▸ YOUR TASK
Retype all of the entries word for word.
··· GIVEN RECORDS
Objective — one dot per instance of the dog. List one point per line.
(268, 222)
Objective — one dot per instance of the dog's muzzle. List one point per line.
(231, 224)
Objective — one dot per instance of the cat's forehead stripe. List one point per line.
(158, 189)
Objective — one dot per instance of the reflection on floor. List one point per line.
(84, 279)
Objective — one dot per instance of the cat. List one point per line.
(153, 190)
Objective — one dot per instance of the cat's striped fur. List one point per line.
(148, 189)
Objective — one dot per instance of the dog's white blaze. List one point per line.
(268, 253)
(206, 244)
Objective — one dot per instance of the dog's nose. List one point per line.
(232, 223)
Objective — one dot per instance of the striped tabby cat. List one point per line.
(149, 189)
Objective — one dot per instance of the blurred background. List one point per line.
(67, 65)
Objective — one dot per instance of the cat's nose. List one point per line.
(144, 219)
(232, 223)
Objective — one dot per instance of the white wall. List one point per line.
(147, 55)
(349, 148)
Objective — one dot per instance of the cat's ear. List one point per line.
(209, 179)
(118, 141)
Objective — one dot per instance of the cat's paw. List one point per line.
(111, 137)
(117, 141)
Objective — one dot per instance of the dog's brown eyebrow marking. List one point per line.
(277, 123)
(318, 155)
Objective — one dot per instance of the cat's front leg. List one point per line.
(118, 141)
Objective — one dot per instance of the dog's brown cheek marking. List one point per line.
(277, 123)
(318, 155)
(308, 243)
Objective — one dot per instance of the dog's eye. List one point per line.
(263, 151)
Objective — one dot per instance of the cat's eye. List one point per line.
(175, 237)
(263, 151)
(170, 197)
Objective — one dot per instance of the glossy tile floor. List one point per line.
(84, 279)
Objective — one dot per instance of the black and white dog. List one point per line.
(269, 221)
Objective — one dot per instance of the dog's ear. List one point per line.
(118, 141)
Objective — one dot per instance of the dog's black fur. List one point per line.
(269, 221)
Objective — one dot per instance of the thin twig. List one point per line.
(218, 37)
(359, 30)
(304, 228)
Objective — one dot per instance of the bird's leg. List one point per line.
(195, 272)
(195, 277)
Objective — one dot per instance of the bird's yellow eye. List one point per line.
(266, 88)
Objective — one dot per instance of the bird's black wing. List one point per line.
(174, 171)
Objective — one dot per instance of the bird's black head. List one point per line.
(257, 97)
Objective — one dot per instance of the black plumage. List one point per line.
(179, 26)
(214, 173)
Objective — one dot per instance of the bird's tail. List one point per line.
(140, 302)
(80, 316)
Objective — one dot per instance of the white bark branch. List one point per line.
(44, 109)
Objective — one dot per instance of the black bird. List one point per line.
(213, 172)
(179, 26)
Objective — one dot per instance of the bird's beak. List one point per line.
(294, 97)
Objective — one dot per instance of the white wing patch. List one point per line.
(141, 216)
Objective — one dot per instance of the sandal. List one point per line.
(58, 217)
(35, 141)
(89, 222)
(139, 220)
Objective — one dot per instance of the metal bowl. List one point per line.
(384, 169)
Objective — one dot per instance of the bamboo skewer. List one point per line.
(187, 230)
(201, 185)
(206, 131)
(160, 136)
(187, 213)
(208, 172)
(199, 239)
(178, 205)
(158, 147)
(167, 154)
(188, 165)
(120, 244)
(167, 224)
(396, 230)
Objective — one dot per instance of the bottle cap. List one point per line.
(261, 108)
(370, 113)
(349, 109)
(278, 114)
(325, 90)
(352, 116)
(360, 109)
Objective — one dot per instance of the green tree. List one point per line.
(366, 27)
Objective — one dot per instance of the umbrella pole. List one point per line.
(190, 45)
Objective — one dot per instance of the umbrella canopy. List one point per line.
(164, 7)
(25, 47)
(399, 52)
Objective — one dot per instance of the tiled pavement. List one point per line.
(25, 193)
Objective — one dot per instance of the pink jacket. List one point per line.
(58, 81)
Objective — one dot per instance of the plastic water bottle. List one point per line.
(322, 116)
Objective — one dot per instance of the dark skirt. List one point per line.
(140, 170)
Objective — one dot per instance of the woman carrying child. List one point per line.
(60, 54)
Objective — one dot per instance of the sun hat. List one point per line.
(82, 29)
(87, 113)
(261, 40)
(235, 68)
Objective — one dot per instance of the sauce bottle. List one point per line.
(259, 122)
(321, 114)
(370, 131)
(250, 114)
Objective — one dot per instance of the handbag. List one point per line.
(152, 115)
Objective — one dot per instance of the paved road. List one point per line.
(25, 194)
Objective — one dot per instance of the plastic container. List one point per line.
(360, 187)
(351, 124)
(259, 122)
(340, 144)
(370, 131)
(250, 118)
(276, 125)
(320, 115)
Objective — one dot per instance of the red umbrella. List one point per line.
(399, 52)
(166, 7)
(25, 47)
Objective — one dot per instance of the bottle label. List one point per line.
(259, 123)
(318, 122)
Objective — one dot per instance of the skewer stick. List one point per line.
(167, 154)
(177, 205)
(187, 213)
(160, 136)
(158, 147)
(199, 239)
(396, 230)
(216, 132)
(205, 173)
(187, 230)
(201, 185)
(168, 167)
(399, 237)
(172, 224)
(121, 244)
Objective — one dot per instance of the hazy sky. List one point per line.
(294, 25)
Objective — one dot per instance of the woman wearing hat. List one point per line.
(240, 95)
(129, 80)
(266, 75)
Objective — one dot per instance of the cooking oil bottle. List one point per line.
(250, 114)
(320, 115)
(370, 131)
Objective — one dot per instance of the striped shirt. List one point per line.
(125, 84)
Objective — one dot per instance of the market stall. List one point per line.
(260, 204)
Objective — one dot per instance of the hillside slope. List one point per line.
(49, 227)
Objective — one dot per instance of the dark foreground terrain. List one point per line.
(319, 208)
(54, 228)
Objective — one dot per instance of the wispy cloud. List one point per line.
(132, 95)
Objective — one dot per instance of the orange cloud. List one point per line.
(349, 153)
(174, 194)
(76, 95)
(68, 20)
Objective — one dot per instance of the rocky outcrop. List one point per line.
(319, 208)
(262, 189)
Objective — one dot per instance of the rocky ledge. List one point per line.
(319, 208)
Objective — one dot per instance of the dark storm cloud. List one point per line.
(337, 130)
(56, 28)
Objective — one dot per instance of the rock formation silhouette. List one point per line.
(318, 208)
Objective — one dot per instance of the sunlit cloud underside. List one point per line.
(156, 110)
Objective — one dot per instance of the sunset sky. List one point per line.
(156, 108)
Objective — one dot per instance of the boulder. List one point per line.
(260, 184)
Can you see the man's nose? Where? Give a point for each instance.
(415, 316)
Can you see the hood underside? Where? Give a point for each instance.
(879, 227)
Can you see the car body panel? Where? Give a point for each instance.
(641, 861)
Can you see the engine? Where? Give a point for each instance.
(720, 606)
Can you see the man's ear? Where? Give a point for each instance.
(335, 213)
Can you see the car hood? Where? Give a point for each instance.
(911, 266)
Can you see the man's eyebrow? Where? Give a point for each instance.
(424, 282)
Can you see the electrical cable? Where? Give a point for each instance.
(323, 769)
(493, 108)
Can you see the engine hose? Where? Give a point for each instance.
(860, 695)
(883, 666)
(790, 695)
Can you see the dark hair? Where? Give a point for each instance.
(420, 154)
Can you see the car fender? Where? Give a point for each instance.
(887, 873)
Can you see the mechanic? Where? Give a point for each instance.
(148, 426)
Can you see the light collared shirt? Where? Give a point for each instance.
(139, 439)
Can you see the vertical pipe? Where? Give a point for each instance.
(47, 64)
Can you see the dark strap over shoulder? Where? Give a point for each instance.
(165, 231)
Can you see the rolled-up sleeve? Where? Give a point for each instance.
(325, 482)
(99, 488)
······
▸ ANSWER IN FULL
Objective — one dot per instance of the dog. List one point per line.
(268, 222)
Objective — one dot per instance of the dog's muzzle. List one point per line.
(231, 224)
Objective — one dot per instance of the cat's forehead stripe. List one point per line.
(158, 189)
Objective — one dot per instance of the reflection on floor. List one point per line.
(84, 279)
Objective — one dot per instance of the cat. List one point per line.
(153, 190)
Objective — one dot per instance of the cat's striped fur. List one point per line.
(148, 189)
Objective — one dot per instance of the dog's white blaze. List one point per line.
(268, 253)
(206, 244)
Objective — one dot per instance of the dog's nose. List one point per line.
(232, 223)
Objective — one dot per instance of the striped tabby cat. List one point per line.
(149, 189)
Objective — one dot per instance of the blurred background. List one point per line.
(67, 65)
Objective — one dot per instance of the cat's nose. List one point per line.
(144, 219)
(232, 223)
Objective — one dot per instance of the white wall. List one point per line.
(147, 55)
(349, 148)
Objective — one dot per instance of the cat's ear. List one point per line.
(209, 179)
(118, 141)
Objective — one dot per instance of the cat's paw. List one point per line.
(111, 137)
(117, 141)
Objective — one dot per instance of the dog's brown eyebrow marking. List one point per line.
(277, 123)
(318, 155)
Objective — one dot per instance of the cat's front leg. List one point per line.
(118, 141)
Objective — one dot per instance of the dog's brown cheek marking. List one point per line.
(277, 123)
(318, 155)
(308, 243)
Objective — one dot per instance of the dog's eye. List one point per line.
(263, 151)
Objective — one dot per instance of the cat's eye. List one point per line.
(175, 237)
(263, 151)
(170, 197)
Objective — one dot per instance of the glossy tile floor. List one point per line.
(84, 279)
Objective — one dot per instance of the black and white dog. List one point per line.
(269, 221)
Objective — one dot per instance of the dog's ear. List one point per line.
(118, 141)
Objective — one dot per instance of the dog's black fur. List one point per line.
(269, 221)
Objective — one dot per instance of the thin twig. List one point per line.
(218, 37)
(359, 30)
(304, 228)
Objective — one dot per instance of the bird's leg. List one point per line.
(195, 272)
(195, 277)
Objective — one dot per instance of the bird's yellow eye. List one point per line.
(266, 88)
Objective — one dot per instance of the bird's black wing. List one point per line.
(174, 171)
Objective — one dot per instance of the bird's black head. List one point per line.
(257, 97)
Objective — one dot per instance of the black plumage. List one point per line.
(179, 26)
(214, 173)
Objective — one dot per instance of the bird's tail. List one point per line.
(140, 302)
(80, 316)
Objective — one dot per instance of the white bark branch. List one point per line.
(44, 109)
Objective — one dot per instance of the black bird. List one point per line.
(213, 172)
(179, 26)
Objective — one dot per instance of the bird's beak. List one point per line.
(294, 97)
Objective — one dot per instance of the white wing patch. List one point per line.
(141, 216)
Objective — one dot per instance of the sandal. List one point per line.
(58, 217)
(35, 141)
(89, 222)
(139, 220)
Objective — one dot per instance of the metal bowl. List one point per line.
(384, 169)
Objective — one dot per instance of the bamboo skewer. List one point per line.
(187, 230)
(201, 185)
(206, 131)
(160, 136)
(187, 213)
(208, 172)
(199, 239)
(178, 205)
(158, 147)
(167, 154)
(188, 165)
(120, 244)
(167, 224)
(396, 230)
Objective — one dot per instance of the bottle cap. List one point per line.
(261, 108)
(370, 113)
(349, 109)
(278, 114)
(325, 90)
(352, 116)
(360, 109)
Objective — one dot per instance of the green tree. List one point per line.
(366, 27)
Objective — one dot per instance of the umbrella pole. List one point per line.
(190, 45)
Objective — one dot per instance of the umbrella canopy. List one point per line.
(164, 7)
(25, 47)
(399, 52)
Objective — one dot per instance of the tiled pavement. List one point per line.
(25, 193)
Objective — one dot per instance of the pink jacket. List one point per line.
(58, 81)
Objective — one dot per instance of the plastic water bottle. List one point per line.
(322, 116)
Objective — one dot per instance of the dark skirt. List one point per line.
(140, 170)
Objective — one dot per instance of the woman carrying child. List one point per line.
(60, 54)
Objective — one dot per instance of the sun hat. List one point per line.
(82, 29)
(87, 113)
(261, 40)
(235, 68)
Objective — one dot per instance of the sauce bottle. List one point per line.
(259, 122)
(321, 114)
(370, 131)
(250, 114)
Objective — one dot per instance of the handbag. List one point per line.
(152, 115)
Objective — one dot per instance of the paved road. List one point per line.
(25, 194)
Objective — one dot per instance of the plastic container. List one point per line.
(360, 187)
(351, 124)
(259, 122)
(340, 144)
(370, 131)
(250, 118)
(276, 125)
(320, 115)
Objective — one dot per instance of the red umbrella. List one point per line.
(399, 52)
(166, 7)
(25, 47)
Objective — one dot per instance of the bottle label. List one point per line.
(259, 123)
(318, 122)
Objective — one dot per instance of the skewer stick. List one point per line.
(167, 154)
(177, 205)
(187, 213)
(160, 136)
(158, 147)
(199, 239)
(396, 230)
(216, 132)
(205, 173)
(187, 230)
(201, 185)
(168, 167)
(399, 237)
(172, 224)
(121, 244)
Objective — one dot per instance of the hazy sky. List one point per line.
(294, 25)
Objective — one dot per instance of the woman wearing hat. List one point per line.
(240, 95)
(129, 80)
(266, 75)
Objective — one dot per instance of the cooking oil bottle. List one point per line.
(250, 114)
(320, 115)
(370, 131)
Objective — one dot per instance of the striped shirt. List one point per line.
(125, 84)
Objective — one dot per instance of the market stall. List one point per line.
(260, 204)
Objective — one dot per instance of the hillside slope. List one point per line.
(49, 227)
Objective — one dot per instance of the dark foreground terrain. List one point per line.
(319, 208)
(54, 228)
Objective — one dot per instance of the wispy cloud. List one point per line.
(132, 95)
Objective — one dot per instance of the orange cloud. List one point per line.
(349, 153)
(174, 194)
(76, 95)
(68, 20)
Objective — one dot per instance of the rocky outcrop. List one point per line.
(319, 208)
(262, 189)
Objective — one dot per instance of the rocky ledge. List one point per line.
(319, 208)
Objective — one dot per instance of the dark storm cloud. List one point per line.
(337, 130)
(56, 28)
Objective — one dot per instance of the rock formation silhouette. List one point per line.
(318, 208)
Objective — one dot per instance of the sunlit cloud underside. List one point per line.
(156, 110)
Objective — one dot per instance of the sunset sky. List one point per line.
(156, 108)
Objective — one dot per instance of the boulder. List one point per line.
(260, 184)
Can you see the man's nose? Where? Give a point for each instance.
(415, 316)
Can you see the hood underside? Where? Give a point for each instance.
(879, 227)
Can you see the car body panel? Where? Give a point for each instance.
(641, 861)
Can you see the engine? Where? Give a point for each instance.
(720, 606)
Can you see the man's ear? Where? Give a point for each instance.
(335, 213)
Can you see the car hood? Where? Give a point for each instance.
(911, 266)
Can you see the man's eyebrow? Where? Give a point for each instance.
(424, 282)
Can you see the electrical cable? Where? Give a point for each instance.
(323, 769)
(493, 108)
Can you see the engine hose? Where? Give a point for each instance.
(860, 695)
(883, 666)
(790, 695)
Can you see the dark hair? Where? Give a point for each instance.
(420, 154)
Can you see the car fender? Where? Give a point for each instance.
(887, 873)
Can you see the mechanic? Where? Give a point for each instance.
(148, 426)
Can you see the light collared shirt? Where? Give a point for each instance.
(139, 439)
Can you see the vertical pipe? Where? Give a point for each instance.
(47, 64)
Can you see the dark strap over shoulder? Where? Give a point for each instance.
(165, 231)
Can you see the rolled-up sleeve? Where? Give a point for each instance.
(325, 482)
(99, 488)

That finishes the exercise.